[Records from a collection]
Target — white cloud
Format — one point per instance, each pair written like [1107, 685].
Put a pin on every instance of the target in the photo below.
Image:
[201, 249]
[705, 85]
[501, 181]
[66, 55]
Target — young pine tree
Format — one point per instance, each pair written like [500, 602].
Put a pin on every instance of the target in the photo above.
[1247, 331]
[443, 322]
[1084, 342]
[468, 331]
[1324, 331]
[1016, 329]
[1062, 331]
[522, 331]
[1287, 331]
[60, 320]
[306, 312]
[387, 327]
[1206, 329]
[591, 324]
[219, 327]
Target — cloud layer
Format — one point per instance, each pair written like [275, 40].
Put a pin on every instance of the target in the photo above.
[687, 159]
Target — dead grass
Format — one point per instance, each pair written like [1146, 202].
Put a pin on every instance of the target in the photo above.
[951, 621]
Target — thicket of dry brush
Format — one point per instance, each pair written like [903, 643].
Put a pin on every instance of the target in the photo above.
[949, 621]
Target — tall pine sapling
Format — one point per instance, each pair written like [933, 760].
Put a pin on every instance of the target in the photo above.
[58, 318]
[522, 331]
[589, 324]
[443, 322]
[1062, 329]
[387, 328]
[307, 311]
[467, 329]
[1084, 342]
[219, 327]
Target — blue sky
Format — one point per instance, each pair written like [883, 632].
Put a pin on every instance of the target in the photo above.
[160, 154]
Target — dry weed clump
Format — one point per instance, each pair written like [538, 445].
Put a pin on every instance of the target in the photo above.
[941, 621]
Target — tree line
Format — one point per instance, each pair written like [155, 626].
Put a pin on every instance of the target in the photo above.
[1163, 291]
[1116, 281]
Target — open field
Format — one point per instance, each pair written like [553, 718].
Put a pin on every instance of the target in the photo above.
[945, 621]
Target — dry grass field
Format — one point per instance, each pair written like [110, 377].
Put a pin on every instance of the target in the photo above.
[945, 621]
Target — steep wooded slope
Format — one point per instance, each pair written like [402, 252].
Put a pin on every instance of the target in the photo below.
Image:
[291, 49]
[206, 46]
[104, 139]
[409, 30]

__WHAT YOU SHOULD DO__:
Can you restate every record above word for word?

__RESULT__:
Target — white cloud
Format — one point per instance, each pair written like [1107, 685].
Put a pin on every instance of the target in the photo below.
Image:
[201, 249]
[705, 85]
[501, 181]
[66, 55]
Target — young pine tree
Format — one point per instance, each pair written like [500, 602].
Put a pin on every instance of the target in the photo above.
[1247, 331]
[443, 322]
[1084, 342]
[468, 331]
[1324, 331]
[1016, 329]
[1062, 331]
[522, 331]
[1287, 331]
[60, 320]
[306, 312]
[387, 327]
[1206, 329]
[591, 324]
[219, 327]
Target — cloud layer
Format — one point per instance, each pair written like [275, 40].
Put a pin on every instance of the target in the photo above.
[687, 159]
Target — dead grass
Format — one point per instance, each pair written like [1146, 202].
Put a pin on every instance of the target in the photo above.
[951, 621]
Target — thicket of dry brush
Format — one point per instance, each pair written like [903, 643].
Put a pin on every instance of the target in the photo above.
[949, 621]
Target — tall pine sapling
Format — one point per instance, each pair written like [933, 760].
Put a pin on every instance of the target in the photo above.
[58, 318]
[522, 331]
[589, 324]
[443, 322]
[1062, 329]
[387, 328]
[307, 311]
[467, 329]
[1084, 342]
[219, 327]
Target — blue sky
Format — one point per instance, each pair written like [883, 632].
Put a pin on every instance of the target in the photo above.
[160, 154]
Target — dry weed clump
Format — one point per instance, each pair written like [538, 445].
Put a pin on every instance of the target in the photo above.
[941, 621]
Target — tree line
Format — one point per instance, each pair written like [155, 626].
Put a pin on every instance of the target in the photo above.
[1163, 291]
[1116, 281]
Target — open field
Format — one point per instance, each pair written like [553, 718].
Put a pin on every instance of the target in the photo above.
[945, 621]
Target — dry grass field
Format — one point per instance, each pair written like [110, 377].
Put a pin on every instance of the target in the photo above.
[945, 621]
Target — steep wooded slope
Format — one point per instance, each pair written like [402, 252].
Put a pin on every instance of the target in the photo below.
Image:
[291, 49]
[206, 46]
[104, 139]
[409, 30]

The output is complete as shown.